--- 文章の抜粋 ---

ブロック BLOB、追加 BLOB、ページ BLOB について
ストレージ サービスには、3 種類の BLOB、 ブロック BLOB、 追加 BLOB、 ページ BLOB が用意されています。 BLOB のタイプは、BLOB の作成時に指定します。 BLOB が作成されると、その型は変更できず、その BLOB の種類に適した操作 (ブロック BLOB へのブロックまたはブロックの一覧の書き込 み、追加 BLOB へのブロックの追加、ページ BLOB へのページの書き込みなど) を使用してのみ更新できます。
すべての BLOB では、コミットされた変更は直ちに反映されます。 BLOB には、ETag と呼ばれる一意のタグがバージョンごとに割り当てられます。このタグとアクセス条件を組み合わせることで、変更の対象を BLOB の特定のインスタンスに限定することができます。

--- 抜き出した行 ---

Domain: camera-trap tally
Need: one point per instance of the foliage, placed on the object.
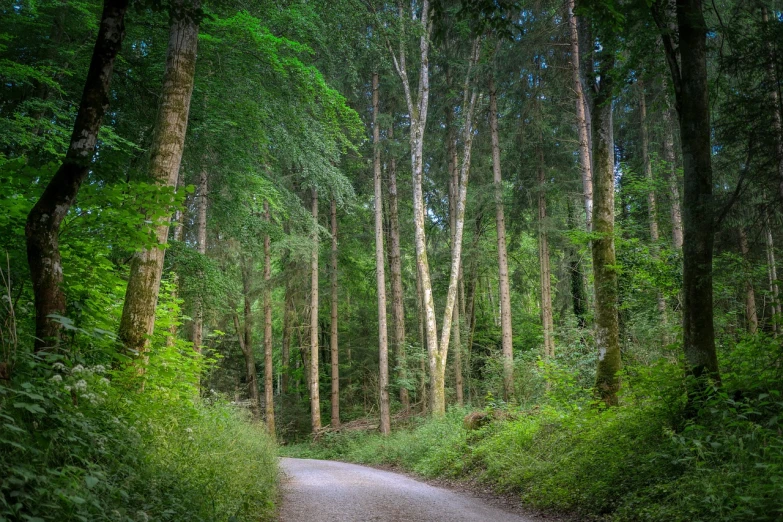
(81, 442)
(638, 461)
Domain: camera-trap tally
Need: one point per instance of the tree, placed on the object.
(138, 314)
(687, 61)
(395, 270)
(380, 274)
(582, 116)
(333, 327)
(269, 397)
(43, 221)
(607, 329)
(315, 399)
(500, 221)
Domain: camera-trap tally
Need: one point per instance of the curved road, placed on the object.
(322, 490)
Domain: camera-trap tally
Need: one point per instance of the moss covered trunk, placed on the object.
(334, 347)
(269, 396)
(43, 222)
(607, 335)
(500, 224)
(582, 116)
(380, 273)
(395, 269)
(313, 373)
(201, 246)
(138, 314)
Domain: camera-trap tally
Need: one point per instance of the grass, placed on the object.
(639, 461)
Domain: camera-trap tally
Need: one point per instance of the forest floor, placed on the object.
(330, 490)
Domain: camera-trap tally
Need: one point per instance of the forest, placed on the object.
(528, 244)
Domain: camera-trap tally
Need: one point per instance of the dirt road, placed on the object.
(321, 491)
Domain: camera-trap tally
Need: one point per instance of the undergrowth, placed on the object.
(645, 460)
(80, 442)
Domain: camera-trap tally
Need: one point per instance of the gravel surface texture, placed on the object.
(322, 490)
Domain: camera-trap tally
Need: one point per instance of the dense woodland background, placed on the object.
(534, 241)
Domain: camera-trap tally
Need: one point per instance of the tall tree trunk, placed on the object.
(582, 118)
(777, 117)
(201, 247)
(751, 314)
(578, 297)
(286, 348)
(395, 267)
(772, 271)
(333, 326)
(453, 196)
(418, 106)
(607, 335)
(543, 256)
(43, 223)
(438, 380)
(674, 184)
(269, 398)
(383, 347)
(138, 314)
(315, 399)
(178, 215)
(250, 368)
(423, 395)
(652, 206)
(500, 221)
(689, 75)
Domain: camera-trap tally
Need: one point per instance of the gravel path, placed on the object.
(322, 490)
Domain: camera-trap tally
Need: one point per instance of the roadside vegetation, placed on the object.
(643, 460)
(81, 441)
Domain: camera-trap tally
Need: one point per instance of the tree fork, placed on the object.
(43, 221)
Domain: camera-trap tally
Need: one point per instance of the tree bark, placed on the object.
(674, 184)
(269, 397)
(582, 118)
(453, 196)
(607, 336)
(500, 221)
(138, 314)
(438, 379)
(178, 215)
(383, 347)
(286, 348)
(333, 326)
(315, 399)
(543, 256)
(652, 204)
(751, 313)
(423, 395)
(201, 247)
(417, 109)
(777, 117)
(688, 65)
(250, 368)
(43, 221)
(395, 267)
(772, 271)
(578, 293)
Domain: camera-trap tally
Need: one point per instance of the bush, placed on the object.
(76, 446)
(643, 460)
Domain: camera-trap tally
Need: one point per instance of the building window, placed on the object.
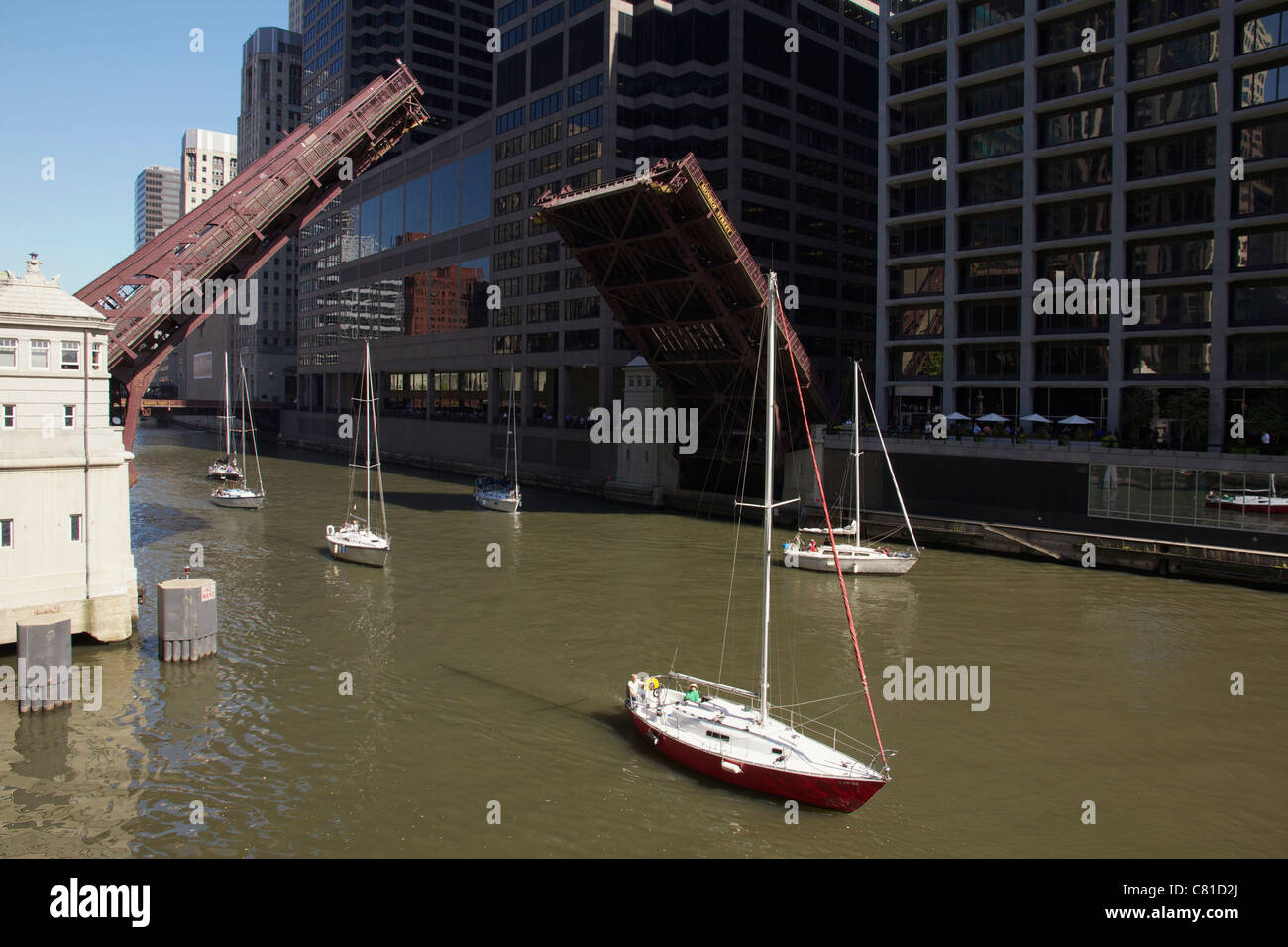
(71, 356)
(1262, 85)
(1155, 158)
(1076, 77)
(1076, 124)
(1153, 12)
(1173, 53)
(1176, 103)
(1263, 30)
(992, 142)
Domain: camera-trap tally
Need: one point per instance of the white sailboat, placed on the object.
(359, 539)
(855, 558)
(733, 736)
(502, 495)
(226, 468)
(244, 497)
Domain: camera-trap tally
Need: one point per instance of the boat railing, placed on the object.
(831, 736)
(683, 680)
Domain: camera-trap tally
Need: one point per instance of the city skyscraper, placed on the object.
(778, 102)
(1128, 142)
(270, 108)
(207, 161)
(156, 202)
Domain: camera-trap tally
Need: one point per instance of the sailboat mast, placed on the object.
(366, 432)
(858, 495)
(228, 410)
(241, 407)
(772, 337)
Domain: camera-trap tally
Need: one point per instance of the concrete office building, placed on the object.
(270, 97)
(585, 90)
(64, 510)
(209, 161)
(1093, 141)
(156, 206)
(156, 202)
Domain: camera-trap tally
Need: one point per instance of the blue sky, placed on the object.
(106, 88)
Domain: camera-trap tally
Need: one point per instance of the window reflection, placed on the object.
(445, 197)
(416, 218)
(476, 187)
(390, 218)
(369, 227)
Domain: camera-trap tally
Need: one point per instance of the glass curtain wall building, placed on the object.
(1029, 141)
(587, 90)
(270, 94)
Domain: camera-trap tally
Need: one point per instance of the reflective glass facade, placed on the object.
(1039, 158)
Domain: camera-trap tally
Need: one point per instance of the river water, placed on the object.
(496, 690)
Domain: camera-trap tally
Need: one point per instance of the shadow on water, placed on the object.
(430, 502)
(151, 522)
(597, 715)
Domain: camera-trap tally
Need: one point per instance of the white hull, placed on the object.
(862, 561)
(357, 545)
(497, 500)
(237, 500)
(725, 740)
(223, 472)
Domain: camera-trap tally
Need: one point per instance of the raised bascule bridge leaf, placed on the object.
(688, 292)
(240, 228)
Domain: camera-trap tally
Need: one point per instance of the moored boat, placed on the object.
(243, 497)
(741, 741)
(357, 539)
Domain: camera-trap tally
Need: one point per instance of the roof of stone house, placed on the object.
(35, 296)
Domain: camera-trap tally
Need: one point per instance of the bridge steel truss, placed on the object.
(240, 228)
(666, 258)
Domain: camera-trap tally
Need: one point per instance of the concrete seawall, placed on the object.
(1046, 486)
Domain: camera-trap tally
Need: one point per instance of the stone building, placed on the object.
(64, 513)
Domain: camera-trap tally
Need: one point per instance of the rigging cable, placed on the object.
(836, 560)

---

◆ **依頼文 1**
BLOB についての文章に出てくる BLOB の種類を、すべて挙げてください。
◆ **依頼文 2**
BLOB についての文章から、「ブロック BLOB、追加 BLOB、ページ」から「BLOB へのページの書き込みなど) を使用してのみ更新できます。」までを、最後の部分も含めてそのまま書き出してください。

◆ **練習の解答 1**
ブロック BLOB、追加 BLOB、ページ BLOB

◆ **練習の解答 2**
ブロック BLOB、追加 BLOB、ページ BLOB について
ストレージ サービスには、3 種類の BLOB、 ブロック BLOB、 追加 BLOB、 ページ BLOB が用意されています。 BLOB のタイプは、BLOB の作成時に指定します。 BLOB が作成されると、その型は変更できず、その BLOB の種類に適した操作 (ブロック BLOB へのブロックまたはブロックの一覧の書き込 み、追加 BLOB へのブロックの追加、ページ BLOB へのページの書き込みなど) を使用してのみ更新できます。